PROMPT –
Where a line holds the word "rough", copy that line from the data below.

DATASET CONTENT –

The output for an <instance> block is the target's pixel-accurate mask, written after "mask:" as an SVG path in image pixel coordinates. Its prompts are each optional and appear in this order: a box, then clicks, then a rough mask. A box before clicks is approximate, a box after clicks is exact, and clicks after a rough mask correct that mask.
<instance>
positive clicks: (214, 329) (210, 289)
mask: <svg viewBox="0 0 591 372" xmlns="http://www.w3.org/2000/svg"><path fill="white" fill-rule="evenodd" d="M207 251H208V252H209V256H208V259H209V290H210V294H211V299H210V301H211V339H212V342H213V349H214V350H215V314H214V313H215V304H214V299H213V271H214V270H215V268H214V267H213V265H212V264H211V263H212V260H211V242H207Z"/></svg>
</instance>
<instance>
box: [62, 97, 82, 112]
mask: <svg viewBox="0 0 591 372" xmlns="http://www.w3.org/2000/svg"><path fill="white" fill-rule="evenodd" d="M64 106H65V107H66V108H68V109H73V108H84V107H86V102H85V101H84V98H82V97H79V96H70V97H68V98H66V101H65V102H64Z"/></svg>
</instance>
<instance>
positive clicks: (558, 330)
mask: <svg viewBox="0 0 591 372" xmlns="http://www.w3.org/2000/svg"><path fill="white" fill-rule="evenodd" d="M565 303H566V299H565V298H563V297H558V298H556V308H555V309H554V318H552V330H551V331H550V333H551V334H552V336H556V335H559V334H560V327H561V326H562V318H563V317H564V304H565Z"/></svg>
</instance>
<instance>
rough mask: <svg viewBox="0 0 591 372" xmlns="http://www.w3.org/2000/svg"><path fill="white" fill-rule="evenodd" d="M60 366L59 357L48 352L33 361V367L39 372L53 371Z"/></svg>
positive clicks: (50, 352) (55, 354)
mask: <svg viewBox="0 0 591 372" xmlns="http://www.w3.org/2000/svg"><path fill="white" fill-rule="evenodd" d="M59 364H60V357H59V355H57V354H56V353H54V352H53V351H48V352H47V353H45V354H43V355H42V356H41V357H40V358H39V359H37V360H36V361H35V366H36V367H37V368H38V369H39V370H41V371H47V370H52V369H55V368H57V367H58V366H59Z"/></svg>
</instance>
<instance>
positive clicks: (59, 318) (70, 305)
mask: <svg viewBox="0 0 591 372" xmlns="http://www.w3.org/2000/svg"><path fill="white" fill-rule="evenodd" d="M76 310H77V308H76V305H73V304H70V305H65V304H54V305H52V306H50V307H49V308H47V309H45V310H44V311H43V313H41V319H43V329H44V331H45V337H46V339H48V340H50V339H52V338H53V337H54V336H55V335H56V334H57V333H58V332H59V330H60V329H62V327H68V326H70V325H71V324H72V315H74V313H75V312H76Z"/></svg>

REPLY TO THE EXERCISE –
The output for an <instance> block is the target's pixel-accurate mask, written after "mask:" as an SVG path in image pixel coordinates. Its prompts are each optional and appear in this order: a box, then clicks, then a rough mask. A box before clicks is approximate, a box after clicks is exact, and clicks after a rough mask correct that mask.
rough mask: <svg viewBox="0 0 591 372" xmlns="http://www.w3.org/2000/svg"><path fill="white" fill-rule="evenodd" d="M60 366L59 357L48 352L33 361V367L39 372L53 371Z"/></svg>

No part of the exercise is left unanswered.